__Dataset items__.

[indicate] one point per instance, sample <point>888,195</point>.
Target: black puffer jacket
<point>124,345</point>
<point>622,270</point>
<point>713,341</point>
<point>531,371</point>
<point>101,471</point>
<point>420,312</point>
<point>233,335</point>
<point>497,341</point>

__Objective__.
Lay out every line of the entries above as a numbered list, omitting any blank lines.

__Task response__.
1. [indicate] one point per instance, sample <point>888,195</point>.
2. Target: black puffer jacket
3. <point>124,345</point>
4. <point>622,270</point>
5. <point>713,341</point>
6. <point>531,371</point>
7. <point>101,471</point>
8. <point>420,312</point>
9. <point>233,335</point>
10. <point>497,341</point>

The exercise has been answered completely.